§ Requirement
Once the line with "woman's other arm -> box" is found in the entries below, repeat it and each following line exactly, up to and including the line with "woman's neck -> box". Add no other lines.

BEGIN Given information

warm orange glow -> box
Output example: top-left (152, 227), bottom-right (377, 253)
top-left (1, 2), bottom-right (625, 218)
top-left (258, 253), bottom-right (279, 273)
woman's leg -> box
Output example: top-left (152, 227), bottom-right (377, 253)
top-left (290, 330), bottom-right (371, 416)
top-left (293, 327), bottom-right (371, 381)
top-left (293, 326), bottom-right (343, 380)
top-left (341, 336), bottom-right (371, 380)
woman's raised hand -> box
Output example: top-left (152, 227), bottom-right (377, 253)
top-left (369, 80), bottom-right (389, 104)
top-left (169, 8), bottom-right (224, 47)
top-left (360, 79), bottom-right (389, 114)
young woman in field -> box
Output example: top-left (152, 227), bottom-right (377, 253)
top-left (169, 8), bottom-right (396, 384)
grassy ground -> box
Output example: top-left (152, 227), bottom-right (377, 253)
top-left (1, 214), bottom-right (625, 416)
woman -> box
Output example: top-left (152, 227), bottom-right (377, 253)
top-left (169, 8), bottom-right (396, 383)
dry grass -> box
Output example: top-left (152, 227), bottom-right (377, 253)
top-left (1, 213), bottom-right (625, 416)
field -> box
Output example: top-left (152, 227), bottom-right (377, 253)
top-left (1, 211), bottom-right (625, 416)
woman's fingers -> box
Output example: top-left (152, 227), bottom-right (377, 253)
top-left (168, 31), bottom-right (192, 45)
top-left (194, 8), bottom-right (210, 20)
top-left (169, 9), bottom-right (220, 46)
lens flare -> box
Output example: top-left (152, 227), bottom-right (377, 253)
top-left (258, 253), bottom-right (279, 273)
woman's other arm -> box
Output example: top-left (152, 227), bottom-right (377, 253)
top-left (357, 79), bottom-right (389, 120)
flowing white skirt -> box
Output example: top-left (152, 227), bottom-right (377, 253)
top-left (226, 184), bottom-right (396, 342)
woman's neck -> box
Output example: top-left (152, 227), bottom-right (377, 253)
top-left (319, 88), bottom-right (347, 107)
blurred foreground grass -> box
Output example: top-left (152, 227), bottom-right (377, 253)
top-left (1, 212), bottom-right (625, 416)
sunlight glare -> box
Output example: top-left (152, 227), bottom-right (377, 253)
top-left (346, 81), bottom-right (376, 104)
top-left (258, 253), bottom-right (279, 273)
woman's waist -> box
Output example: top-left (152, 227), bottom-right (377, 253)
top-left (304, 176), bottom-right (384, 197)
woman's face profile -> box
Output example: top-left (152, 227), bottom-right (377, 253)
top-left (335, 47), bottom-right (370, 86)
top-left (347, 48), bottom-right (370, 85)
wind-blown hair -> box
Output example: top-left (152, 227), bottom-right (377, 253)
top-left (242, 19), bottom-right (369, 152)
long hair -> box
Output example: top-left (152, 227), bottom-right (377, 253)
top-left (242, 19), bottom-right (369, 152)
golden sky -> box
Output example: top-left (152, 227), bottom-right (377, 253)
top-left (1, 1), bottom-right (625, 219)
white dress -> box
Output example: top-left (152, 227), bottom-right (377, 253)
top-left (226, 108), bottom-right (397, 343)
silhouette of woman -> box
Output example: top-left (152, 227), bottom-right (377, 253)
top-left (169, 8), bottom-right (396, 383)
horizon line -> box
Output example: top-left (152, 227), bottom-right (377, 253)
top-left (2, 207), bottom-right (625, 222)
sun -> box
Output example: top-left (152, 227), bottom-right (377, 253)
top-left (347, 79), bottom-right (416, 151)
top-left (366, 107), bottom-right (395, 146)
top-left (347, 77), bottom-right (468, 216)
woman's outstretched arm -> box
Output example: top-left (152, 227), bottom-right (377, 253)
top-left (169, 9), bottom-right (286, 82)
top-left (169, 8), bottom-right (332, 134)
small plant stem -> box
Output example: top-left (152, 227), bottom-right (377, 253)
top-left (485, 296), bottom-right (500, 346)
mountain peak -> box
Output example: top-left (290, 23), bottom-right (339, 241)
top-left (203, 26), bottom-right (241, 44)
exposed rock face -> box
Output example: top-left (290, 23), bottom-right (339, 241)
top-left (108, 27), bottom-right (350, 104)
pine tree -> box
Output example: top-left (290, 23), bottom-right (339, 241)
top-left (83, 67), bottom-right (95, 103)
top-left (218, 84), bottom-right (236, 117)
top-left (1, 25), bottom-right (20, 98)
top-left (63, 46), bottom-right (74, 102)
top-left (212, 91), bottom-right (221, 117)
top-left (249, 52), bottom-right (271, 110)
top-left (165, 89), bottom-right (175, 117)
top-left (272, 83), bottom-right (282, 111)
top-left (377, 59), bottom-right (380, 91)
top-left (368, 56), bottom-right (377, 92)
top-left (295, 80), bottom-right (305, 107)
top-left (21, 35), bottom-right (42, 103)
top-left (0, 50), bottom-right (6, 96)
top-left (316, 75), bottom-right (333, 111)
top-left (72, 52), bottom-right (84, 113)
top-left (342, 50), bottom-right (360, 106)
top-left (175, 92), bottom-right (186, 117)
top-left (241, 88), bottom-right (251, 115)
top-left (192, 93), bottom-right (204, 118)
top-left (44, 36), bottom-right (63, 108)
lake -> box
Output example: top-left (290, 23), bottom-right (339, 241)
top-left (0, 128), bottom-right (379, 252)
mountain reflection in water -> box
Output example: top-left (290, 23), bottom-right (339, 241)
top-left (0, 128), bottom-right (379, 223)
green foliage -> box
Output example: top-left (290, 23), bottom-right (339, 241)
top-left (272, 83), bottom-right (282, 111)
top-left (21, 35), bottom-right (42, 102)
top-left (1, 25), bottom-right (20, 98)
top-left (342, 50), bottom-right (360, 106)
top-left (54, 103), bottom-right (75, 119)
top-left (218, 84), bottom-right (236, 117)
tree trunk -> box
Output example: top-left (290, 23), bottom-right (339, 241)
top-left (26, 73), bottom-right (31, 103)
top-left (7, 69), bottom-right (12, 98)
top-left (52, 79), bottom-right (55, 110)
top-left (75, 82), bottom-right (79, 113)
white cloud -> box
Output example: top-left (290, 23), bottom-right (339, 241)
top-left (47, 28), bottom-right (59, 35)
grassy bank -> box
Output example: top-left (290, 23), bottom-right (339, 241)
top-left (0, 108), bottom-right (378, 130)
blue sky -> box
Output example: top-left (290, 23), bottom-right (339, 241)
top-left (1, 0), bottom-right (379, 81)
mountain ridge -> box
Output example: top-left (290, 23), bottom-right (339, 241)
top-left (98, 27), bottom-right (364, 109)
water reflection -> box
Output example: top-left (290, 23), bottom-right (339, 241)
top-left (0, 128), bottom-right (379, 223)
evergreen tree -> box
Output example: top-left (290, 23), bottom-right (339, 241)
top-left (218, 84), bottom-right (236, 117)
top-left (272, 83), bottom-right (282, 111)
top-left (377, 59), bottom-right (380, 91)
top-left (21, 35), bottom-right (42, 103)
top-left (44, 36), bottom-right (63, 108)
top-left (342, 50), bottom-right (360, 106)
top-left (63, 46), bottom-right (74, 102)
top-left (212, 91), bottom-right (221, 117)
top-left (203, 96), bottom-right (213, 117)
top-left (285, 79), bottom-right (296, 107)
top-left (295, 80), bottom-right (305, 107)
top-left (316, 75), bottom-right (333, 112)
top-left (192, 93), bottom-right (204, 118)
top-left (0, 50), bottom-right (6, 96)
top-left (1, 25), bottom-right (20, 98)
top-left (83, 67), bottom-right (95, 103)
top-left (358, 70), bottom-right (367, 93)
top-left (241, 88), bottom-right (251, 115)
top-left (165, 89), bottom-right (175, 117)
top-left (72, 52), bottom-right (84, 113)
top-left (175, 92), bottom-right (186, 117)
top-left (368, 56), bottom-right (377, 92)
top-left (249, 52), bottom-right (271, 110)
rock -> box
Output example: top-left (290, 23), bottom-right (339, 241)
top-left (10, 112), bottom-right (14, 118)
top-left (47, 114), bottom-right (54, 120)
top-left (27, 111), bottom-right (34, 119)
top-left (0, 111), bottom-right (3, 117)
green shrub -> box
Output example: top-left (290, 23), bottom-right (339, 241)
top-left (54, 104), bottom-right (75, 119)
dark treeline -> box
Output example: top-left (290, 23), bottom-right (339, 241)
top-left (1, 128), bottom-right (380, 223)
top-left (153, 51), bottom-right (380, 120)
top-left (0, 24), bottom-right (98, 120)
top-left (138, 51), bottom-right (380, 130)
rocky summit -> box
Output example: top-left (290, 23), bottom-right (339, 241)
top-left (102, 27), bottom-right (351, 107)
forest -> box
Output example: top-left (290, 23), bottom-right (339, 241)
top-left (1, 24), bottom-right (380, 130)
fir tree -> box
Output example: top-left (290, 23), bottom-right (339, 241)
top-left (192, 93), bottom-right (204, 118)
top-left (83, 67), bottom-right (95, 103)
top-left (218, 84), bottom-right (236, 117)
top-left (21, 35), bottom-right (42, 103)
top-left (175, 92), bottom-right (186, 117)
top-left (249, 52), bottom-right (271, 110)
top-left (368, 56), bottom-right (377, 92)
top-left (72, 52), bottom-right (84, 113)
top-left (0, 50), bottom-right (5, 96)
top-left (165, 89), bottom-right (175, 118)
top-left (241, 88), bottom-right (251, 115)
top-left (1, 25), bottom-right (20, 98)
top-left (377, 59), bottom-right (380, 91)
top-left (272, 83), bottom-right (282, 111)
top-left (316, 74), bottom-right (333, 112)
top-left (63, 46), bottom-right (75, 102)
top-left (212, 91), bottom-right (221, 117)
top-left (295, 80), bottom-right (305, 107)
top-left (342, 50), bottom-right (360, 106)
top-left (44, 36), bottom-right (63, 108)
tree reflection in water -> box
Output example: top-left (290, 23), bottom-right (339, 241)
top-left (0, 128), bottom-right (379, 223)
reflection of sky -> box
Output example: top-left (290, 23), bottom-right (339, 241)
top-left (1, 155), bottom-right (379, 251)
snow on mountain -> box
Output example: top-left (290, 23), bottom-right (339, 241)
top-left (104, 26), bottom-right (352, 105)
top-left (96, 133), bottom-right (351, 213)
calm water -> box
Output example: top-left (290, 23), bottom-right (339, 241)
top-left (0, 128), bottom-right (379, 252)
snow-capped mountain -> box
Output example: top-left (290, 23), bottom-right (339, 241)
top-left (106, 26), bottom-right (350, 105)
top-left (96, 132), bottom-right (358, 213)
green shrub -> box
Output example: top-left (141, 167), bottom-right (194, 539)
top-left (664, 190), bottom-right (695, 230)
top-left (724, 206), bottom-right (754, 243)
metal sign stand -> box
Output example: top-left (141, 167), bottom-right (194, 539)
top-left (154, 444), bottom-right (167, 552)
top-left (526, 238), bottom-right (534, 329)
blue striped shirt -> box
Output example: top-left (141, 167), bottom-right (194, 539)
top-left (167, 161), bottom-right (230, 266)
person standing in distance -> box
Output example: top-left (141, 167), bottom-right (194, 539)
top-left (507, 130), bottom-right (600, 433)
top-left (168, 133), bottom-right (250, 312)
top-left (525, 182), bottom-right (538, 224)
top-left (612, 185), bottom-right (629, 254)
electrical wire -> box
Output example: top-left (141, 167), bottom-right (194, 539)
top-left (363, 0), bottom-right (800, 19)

END Given information

§ Output of the task
woman's other arm -> box
Output example: top-left (152, 227), bottom-right (377, 253)
top-left (357, 79), bottom-right (389, 120)
flowing white skirt -> box
Output example: top-left (152, 227), bottom-right (377, 253)
top-left (226, 184), bottom-right (396, 342)
woman's neck -> box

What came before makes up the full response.